Try it: The copy you give must match the lines from the top of the data through the line containing "Input query: white cloud" exactly, and it must hold no pictures.

Data records:
▶

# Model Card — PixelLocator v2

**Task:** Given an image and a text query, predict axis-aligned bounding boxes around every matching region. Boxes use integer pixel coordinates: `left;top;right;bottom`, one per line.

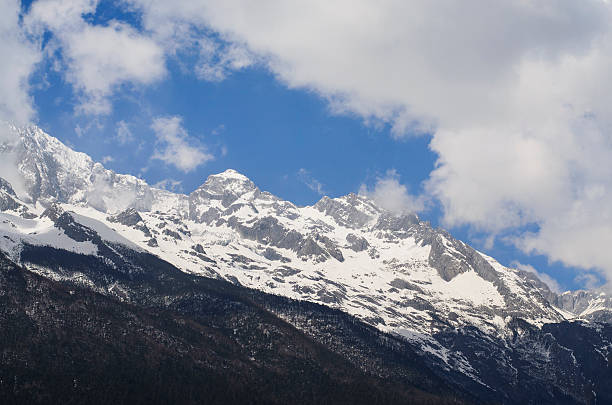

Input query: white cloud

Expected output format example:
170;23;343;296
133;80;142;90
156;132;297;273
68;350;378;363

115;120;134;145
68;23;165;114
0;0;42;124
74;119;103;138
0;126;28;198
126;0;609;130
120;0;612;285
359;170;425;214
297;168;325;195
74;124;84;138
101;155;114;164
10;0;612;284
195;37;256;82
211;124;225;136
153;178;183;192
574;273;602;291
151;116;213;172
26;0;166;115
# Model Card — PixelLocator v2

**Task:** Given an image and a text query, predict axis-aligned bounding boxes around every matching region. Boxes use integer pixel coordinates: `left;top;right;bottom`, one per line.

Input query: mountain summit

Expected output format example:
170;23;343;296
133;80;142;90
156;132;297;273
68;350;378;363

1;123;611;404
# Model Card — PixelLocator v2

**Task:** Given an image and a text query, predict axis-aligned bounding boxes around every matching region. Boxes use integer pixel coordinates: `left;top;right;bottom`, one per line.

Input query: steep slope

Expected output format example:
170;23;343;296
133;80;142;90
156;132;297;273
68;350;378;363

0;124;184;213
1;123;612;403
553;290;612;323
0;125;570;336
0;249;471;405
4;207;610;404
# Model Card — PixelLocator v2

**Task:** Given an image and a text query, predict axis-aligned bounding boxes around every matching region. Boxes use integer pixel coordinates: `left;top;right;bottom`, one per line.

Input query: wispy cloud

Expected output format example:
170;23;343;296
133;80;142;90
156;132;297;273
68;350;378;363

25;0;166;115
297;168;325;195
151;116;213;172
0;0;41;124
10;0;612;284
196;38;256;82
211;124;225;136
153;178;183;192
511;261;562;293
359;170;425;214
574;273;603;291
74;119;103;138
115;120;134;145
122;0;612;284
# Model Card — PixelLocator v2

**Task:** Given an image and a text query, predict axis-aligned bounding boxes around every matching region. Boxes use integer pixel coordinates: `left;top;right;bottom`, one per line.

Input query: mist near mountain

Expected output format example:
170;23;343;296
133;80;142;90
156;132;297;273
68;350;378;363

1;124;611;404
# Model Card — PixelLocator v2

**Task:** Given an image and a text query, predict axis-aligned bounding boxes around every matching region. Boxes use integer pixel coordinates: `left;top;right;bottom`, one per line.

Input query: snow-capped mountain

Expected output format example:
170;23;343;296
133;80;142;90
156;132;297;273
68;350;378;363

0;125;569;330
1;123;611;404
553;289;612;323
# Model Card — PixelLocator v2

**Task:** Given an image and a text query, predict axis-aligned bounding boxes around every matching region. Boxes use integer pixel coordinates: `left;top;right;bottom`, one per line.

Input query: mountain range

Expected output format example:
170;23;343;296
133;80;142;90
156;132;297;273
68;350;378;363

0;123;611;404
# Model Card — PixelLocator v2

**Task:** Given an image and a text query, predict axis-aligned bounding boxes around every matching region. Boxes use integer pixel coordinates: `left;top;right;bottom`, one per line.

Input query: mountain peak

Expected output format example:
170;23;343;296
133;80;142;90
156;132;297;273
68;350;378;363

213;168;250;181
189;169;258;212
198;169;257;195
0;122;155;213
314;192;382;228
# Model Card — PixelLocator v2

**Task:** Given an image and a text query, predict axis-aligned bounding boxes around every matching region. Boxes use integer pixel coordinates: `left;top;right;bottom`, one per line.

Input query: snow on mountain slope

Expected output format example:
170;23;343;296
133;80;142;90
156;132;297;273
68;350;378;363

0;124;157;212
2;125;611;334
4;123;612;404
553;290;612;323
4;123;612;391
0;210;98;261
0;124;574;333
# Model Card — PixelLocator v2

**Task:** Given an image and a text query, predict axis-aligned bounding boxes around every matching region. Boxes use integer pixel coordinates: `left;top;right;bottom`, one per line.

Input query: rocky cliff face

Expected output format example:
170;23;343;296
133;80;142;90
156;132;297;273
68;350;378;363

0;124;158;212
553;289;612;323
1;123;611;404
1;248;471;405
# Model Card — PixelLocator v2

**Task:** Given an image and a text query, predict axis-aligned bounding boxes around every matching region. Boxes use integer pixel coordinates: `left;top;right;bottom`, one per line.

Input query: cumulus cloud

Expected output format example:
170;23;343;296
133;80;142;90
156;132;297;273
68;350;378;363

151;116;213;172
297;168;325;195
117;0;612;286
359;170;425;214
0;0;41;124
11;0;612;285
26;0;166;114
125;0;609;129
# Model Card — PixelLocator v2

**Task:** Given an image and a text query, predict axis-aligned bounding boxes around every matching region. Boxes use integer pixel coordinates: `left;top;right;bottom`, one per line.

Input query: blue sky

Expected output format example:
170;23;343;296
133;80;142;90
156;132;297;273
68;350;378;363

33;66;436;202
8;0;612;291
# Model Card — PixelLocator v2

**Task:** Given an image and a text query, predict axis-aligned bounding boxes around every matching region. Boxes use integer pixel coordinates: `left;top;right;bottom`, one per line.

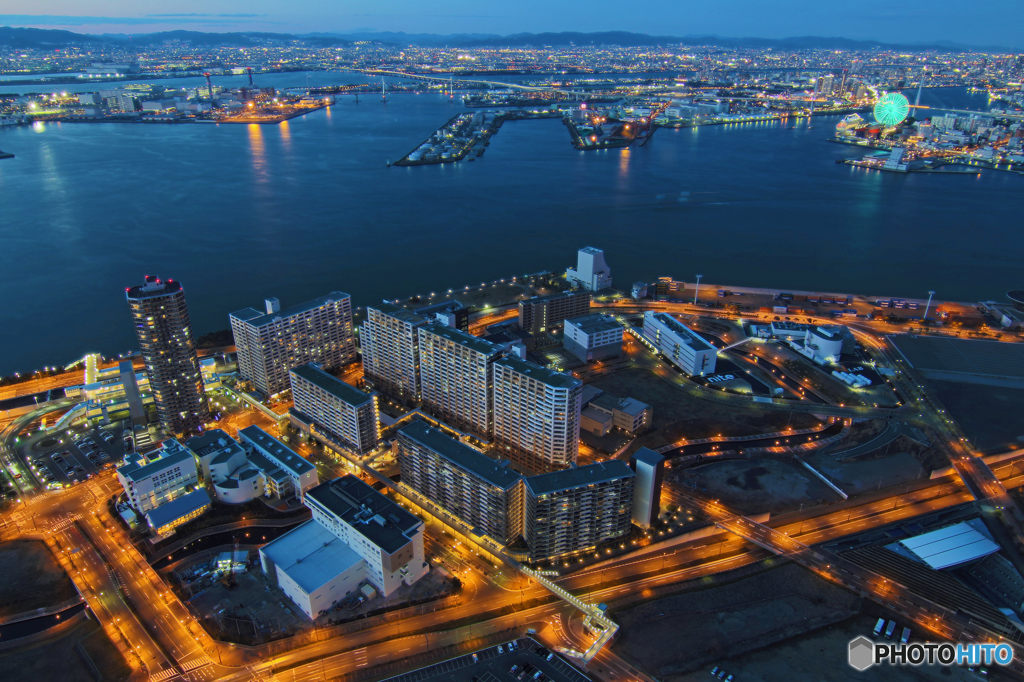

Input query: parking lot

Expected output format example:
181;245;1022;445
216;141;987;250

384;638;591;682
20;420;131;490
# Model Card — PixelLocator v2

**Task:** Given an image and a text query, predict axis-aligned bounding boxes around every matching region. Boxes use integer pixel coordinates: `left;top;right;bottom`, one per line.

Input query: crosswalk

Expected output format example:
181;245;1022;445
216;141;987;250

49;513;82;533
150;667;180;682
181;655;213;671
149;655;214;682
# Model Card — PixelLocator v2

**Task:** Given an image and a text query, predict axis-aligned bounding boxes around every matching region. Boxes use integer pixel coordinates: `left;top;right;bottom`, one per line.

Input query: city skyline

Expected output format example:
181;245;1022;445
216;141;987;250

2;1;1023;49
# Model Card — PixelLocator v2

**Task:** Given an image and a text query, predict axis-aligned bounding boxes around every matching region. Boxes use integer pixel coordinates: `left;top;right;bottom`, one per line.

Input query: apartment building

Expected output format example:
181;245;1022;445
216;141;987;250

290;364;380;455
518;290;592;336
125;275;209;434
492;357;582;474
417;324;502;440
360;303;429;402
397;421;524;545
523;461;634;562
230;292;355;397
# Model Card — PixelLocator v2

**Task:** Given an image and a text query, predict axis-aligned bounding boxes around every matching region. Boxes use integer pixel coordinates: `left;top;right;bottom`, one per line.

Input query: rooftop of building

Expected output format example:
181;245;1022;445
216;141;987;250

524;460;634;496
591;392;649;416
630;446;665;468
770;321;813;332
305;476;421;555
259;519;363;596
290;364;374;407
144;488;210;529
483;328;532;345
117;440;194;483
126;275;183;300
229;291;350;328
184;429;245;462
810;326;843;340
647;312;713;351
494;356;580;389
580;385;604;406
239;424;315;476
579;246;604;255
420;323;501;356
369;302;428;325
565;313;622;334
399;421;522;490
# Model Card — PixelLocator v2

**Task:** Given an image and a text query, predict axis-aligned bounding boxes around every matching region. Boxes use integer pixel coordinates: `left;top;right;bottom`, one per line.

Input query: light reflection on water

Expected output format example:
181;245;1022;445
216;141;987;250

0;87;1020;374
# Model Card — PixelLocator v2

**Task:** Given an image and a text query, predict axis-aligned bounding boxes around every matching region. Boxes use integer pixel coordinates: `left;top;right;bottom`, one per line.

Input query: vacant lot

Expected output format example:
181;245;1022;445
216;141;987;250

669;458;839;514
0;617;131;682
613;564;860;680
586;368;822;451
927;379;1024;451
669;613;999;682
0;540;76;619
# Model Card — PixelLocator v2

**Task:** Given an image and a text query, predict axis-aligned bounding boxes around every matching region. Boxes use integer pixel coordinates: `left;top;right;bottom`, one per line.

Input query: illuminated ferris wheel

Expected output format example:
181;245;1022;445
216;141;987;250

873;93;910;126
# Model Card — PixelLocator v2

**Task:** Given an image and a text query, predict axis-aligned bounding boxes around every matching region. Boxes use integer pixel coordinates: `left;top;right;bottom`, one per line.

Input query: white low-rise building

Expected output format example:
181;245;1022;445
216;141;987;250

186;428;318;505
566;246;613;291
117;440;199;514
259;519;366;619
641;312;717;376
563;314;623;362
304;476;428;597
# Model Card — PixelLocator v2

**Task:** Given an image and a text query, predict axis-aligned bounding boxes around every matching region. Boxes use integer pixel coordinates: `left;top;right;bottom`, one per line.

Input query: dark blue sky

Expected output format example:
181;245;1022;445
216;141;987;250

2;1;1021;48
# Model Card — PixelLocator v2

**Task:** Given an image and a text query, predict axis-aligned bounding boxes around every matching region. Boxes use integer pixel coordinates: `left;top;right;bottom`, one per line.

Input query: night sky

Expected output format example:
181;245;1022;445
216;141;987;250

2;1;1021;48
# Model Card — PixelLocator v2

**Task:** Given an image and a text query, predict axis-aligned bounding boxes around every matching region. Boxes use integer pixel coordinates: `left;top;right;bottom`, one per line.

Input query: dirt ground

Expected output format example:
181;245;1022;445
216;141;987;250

◀

Response area:
# Model Card — PixelLocator v2

**Task:** Given an image and a text query, predict axis-aligned bounding boxes around every matching region. Boxes use integer pixel coordinates: `left;top;right;bottom`, one per line.


Input query: white cloud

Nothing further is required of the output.